## DOCUMENT SEGMENT
----
THE FIVE DESIGN PILLARS

Volkswagen announced the resumption of production of electric ID.3 after the stop due to the spread of the coronavirus pandemic. The Zwickau plant is working at reduced capacity and with a slower cycle. In the first start-up phase, production is about 50 ID.3s per day, one third of the volume established before the pandemic outbreak. Zwickau was the first Volkswagen plant located in Germany to resume production cautiously, following the shutdown that began in mid-March. Here are the general stylistic principles of ID.3, Klaus Bischoff, head of design for the Volkswagen group, tells us.

The Volkswagen ID.3 represents a clean break with the past. The vehicle design is the result of an entire re-thinking of the stylistic principles that will also inspire the aesthetics of many future Volkswagen models. “With the ID.3, the first Volkswagen constructed on the platform dedicated to electric vehicles for the whole Group (MEB), we are debuting our five new design pillars. The first is pleasantness, thanks to soft and graceful lines; the second is simplicity, expressed in a clean design with curated surfaces”, recounts Klaus Bischoff, head of style for the German brand.

The third pillar is logic, which is essential to researching those solutions and ideas that make the ID.3 more usable in everyday life, followed by innovation: “The pencils of the 430 designers, who come from 30 different countries and who work at Volkswagen, are also guided by this theme. The aim is to create a vehicle that is defined by pleasant, functional lines, but which, at the same time, is an experience for the user”. The fifth and last principle is purity. Away with everything that confuses or is superfluous; only what we really need remains: “This doesn’t mean little care for detail – just the opposite. What isn’t necessary provokes confusion and a lack of grace. Instead, we have designed the ID.3 by researching order”.
----
## SUPPLIED INFORMATION
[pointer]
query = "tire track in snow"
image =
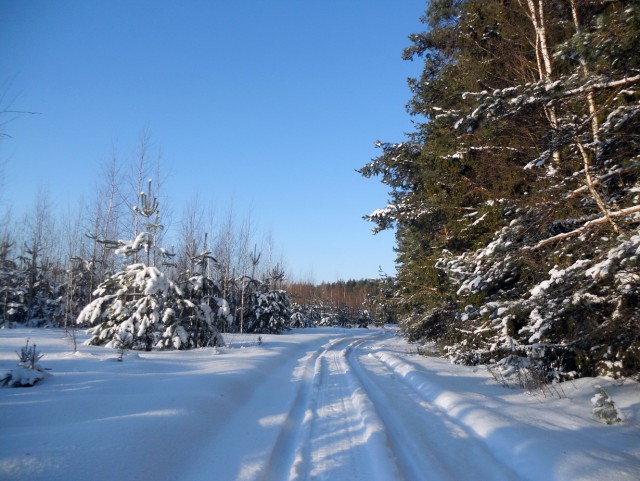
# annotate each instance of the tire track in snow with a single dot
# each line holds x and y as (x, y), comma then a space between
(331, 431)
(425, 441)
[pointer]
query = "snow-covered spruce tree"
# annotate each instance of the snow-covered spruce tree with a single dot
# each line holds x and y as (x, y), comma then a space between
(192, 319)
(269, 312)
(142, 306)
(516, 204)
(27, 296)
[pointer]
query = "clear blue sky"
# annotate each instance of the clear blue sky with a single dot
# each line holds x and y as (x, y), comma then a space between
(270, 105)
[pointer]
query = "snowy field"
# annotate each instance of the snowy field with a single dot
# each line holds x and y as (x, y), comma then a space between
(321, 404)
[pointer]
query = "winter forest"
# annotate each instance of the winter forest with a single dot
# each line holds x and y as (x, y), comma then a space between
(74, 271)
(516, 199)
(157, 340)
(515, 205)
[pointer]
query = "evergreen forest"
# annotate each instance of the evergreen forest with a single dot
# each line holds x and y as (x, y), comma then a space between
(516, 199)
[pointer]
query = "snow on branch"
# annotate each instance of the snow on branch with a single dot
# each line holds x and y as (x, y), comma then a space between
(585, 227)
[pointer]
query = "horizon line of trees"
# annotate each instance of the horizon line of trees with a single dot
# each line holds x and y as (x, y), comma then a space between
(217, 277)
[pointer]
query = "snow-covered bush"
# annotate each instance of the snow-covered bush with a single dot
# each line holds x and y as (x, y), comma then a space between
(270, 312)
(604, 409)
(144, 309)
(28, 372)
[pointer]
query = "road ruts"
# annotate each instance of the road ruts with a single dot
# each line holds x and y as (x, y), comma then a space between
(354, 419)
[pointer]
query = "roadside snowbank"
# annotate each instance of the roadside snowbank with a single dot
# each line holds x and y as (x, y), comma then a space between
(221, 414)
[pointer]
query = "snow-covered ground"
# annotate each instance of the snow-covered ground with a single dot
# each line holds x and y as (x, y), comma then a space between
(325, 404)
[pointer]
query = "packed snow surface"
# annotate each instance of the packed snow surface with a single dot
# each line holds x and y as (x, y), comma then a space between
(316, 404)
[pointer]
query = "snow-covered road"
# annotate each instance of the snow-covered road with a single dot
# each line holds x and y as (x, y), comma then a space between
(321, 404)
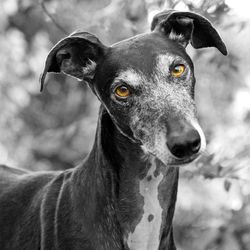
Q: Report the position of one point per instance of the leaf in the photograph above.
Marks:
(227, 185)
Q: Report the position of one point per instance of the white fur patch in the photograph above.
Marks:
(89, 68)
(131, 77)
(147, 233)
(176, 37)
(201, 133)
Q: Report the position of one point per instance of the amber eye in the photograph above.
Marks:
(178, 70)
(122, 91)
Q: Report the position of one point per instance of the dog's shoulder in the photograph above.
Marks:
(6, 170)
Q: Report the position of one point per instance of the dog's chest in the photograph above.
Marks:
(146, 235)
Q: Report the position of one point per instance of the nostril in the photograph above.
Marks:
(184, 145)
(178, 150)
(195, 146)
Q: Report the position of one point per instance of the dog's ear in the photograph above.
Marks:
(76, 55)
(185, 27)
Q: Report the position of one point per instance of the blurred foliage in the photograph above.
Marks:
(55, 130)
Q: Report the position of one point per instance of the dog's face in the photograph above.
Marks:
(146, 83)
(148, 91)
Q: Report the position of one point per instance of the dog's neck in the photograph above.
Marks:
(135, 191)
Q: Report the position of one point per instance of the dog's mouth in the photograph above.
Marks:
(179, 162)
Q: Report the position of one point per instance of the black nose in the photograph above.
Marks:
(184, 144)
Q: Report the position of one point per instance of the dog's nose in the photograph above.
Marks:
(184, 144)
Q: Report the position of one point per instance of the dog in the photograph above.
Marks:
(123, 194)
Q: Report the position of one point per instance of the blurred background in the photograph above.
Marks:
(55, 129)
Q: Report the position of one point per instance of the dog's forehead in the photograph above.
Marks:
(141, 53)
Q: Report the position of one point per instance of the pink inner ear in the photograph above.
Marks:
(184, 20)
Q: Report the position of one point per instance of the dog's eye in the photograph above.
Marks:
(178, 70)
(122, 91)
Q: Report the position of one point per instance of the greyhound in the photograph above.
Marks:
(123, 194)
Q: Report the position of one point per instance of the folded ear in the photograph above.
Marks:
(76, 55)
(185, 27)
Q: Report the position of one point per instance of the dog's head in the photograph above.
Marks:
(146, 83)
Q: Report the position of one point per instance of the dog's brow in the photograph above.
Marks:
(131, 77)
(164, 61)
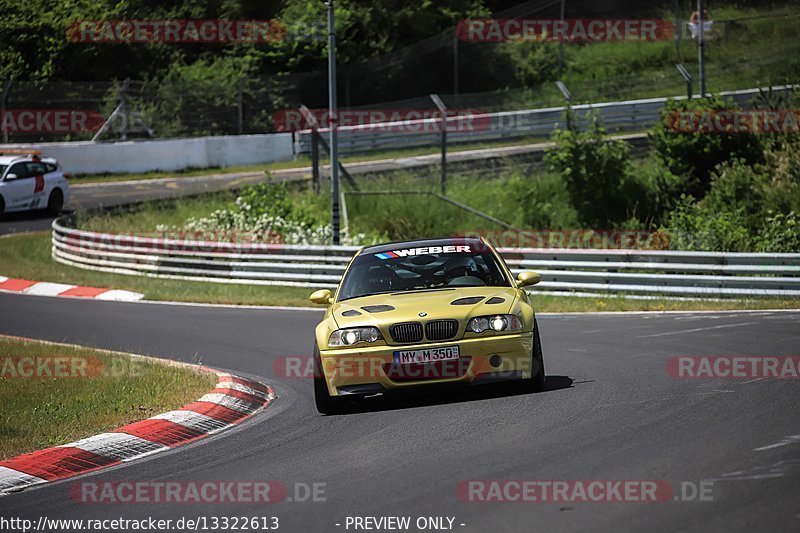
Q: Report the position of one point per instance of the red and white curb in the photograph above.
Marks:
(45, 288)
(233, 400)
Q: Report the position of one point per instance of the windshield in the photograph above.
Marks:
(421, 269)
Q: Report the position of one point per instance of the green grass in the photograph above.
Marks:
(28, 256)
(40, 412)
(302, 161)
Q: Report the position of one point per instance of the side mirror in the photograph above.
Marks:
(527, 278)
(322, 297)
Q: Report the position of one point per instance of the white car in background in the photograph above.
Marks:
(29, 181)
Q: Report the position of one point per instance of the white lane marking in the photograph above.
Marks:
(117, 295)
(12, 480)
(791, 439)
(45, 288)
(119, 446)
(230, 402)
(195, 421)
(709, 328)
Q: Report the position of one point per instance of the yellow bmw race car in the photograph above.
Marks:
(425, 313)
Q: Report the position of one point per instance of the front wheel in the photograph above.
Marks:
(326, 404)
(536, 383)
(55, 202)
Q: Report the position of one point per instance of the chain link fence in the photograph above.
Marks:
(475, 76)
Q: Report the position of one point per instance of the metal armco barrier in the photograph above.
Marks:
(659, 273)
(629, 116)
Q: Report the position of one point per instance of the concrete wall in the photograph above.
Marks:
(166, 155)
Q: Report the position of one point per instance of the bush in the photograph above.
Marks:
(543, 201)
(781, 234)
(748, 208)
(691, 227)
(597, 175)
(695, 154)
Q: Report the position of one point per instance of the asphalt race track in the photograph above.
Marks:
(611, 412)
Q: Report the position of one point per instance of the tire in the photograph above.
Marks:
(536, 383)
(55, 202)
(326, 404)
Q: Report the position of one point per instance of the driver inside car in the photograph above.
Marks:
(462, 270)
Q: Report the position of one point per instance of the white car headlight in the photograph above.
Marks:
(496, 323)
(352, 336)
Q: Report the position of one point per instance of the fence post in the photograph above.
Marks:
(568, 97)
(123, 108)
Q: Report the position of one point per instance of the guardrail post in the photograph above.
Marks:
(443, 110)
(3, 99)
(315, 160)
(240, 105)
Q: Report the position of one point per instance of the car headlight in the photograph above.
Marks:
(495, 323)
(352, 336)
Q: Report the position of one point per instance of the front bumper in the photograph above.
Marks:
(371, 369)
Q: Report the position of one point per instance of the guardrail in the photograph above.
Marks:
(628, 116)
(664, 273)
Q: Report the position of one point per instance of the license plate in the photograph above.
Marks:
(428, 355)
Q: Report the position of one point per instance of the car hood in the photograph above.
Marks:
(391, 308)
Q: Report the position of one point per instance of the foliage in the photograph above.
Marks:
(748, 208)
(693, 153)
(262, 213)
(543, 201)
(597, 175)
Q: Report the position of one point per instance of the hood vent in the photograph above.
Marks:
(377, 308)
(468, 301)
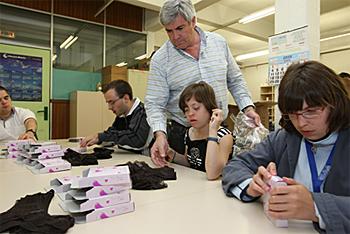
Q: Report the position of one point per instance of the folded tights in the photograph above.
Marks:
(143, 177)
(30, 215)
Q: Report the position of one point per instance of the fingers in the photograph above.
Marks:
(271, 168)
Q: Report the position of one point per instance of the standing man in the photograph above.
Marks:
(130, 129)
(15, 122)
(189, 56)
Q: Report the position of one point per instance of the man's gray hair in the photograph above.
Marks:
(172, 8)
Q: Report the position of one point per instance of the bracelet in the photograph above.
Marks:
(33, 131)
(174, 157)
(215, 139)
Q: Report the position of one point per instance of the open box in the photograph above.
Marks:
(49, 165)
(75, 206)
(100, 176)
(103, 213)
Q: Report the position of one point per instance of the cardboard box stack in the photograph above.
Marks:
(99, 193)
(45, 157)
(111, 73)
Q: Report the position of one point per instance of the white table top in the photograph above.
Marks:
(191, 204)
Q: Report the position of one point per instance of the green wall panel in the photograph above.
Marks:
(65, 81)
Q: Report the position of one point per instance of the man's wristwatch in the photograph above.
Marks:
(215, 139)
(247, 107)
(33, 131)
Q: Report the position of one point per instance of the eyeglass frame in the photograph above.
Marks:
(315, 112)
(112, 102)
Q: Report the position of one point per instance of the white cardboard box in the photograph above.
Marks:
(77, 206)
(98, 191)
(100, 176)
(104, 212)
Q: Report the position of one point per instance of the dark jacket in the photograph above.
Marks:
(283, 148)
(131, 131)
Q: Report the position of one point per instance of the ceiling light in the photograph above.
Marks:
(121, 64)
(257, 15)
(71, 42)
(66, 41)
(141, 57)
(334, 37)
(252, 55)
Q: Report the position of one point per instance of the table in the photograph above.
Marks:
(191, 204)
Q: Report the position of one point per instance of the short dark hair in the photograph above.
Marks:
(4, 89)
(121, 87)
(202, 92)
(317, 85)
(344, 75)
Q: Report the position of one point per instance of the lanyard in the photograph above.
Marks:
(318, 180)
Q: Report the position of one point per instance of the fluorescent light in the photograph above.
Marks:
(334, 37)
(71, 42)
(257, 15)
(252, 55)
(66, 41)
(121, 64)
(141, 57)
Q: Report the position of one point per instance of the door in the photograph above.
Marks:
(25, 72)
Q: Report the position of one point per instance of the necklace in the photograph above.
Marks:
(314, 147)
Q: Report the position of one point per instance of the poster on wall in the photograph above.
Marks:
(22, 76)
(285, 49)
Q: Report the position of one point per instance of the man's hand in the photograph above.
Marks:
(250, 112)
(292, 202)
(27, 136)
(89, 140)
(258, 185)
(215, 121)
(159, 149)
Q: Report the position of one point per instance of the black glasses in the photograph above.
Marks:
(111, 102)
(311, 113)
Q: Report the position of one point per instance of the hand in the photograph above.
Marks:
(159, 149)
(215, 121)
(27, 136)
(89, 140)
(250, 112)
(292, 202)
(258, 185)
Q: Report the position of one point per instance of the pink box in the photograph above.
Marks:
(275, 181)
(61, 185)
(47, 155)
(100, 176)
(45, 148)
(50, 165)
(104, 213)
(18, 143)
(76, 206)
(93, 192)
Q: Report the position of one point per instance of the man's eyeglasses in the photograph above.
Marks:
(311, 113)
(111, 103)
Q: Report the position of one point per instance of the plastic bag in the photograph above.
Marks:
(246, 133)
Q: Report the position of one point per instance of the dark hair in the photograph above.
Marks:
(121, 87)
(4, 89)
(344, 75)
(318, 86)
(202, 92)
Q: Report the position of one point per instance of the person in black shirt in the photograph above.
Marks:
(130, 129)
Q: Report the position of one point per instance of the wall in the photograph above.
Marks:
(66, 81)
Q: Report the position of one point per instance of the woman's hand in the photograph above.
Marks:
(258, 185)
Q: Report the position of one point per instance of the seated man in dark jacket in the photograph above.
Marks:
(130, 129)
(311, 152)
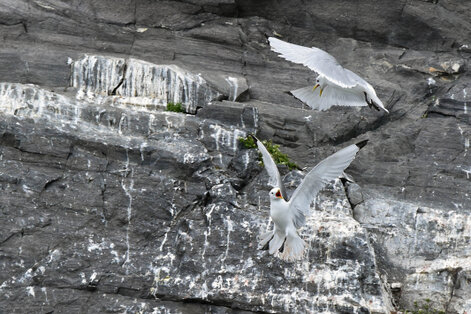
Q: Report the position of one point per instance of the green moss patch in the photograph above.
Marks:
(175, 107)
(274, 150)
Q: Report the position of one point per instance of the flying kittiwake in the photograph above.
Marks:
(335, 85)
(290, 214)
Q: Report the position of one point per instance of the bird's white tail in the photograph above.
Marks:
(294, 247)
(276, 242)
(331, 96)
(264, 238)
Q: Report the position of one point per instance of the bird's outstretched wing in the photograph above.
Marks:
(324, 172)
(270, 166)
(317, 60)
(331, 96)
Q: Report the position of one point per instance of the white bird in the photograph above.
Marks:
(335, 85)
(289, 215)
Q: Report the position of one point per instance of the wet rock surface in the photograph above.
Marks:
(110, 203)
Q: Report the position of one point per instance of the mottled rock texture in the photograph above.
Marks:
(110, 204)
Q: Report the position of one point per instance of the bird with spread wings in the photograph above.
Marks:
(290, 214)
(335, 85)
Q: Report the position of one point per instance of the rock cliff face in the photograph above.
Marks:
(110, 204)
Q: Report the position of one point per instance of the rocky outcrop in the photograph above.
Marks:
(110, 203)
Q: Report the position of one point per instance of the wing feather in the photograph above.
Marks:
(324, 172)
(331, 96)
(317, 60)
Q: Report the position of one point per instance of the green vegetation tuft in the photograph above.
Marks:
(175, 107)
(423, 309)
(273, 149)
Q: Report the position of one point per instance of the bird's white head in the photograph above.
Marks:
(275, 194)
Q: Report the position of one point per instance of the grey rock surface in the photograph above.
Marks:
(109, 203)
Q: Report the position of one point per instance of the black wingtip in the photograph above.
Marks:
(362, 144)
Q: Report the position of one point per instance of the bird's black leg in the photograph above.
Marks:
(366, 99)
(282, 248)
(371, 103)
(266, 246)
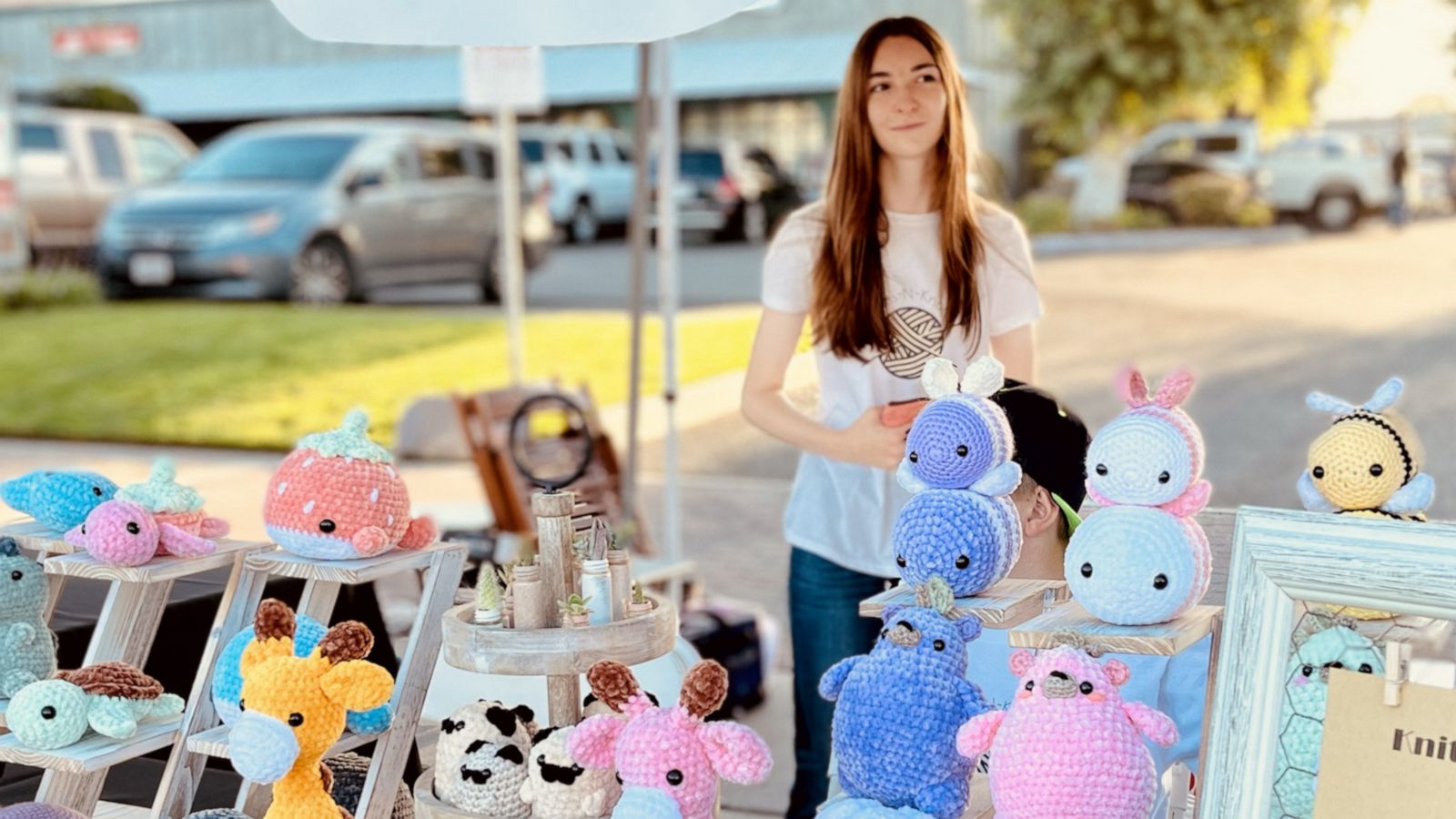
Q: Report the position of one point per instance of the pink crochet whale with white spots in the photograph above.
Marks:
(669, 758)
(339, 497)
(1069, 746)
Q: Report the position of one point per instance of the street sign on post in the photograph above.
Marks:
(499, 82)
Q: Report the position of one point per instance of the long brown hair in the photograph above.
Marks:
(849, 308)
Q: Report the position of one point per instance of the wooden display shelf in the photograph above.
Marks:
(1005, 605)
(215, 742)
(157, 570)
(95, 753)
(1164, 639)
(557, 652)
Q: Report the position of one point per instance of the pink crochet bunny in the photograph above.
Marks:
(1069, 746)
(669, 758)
----
## WHAT YOU NEED TO DO
• 1. In the text on the five design pillars, what is the fifth and last principle?
• 2. Reproduce the part of the design pillars text that starts at "Volkswagen announced the" and ends at "group, tells us.".

## SOLUTIONS FOR EACH TASK
• 1. Purity.

• 2.
Volkswagen announced the resumption of production of electric ID.3 after the stop due to the spread of the coronavirus pandemic. The Zwickau plant is working at reduced capacity and with a slower cycle. In the first start-up phase, production is about 50 ID.3s per day, one third of the volume established before the pandemic outbreak. Zwickau was the first Volkswagen plant located in Germany to resume production cautiously, following the shutdown that began in mid-March. Here are the general stylistic principles of ID.3, Klaus Bischoff, head of design for the Volkswagen group, tells us.